» **Directions**
Retype everything from "# Implications for" down to "be kept on?" in the forum thread below about Ulster Bank closing, word for word.

## Begin Document extract

# Implications for current account holders if Ulster Bank closes?



## mmclo (15 Feb 2021)

As this looks fairly certain now think there might be something to be said for a general thread? My two cents worth in terms of questions?

Will they be required to provide a switcher service?
Pros and cons of using Revolute, N26 etc?
What happens to credit card accounts, couldn't they be kept on?
What will be the impact on competition?

It may all be easier in these fintech times but it's one of the biggest bank closures in this countries history I think


----------



## Pinoy adventure (15 Feb 2021)

Has it being made public it's closing ???


----------



## RedOnion (15 Feb 2021)

Pinoy adventure said:


> Has it being made public it's closing ???


No.


----------



## gianni (15 Feb 2021)

Michael McGrath was quizzed about it today by Brian Dobson.

He didn't confirm/deny anything. But then again UB have no state involvement so it's debatable as to how much he knows.

That said, the tone of his responses suggested (to me) that UB are out the gap..


----------



## RedOnion (15 Feb 2021)

## End Document extract
## Begin Provided material

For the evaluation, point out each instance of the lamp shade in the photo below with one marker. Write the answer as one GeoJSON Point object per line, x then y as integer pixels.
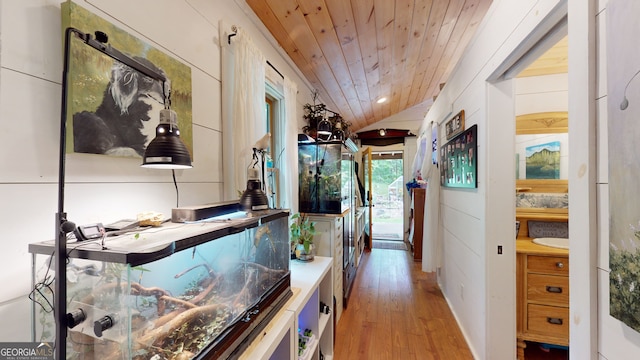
{"type": "Point", "coordinates": [167, 151]}
{"type": "Point", "coordinates": [253, 197]}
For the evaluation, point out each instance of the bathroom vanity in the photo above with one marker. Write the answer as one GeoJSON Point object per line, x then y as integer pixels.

## End Provided material

» **Output of the exercise**
# Implications for current account holders if Ulster Bank closes?



## mmclo (15 Feb 2021)

As this looks fairly certain now think there might be something to be said for a general thread? My two cents worth in terms of questions?

Will they be required to provide a switcher service?
Pros and cons of using Revolute, N26 etc?
What happens to credit card accounts, couldn't they be kept on?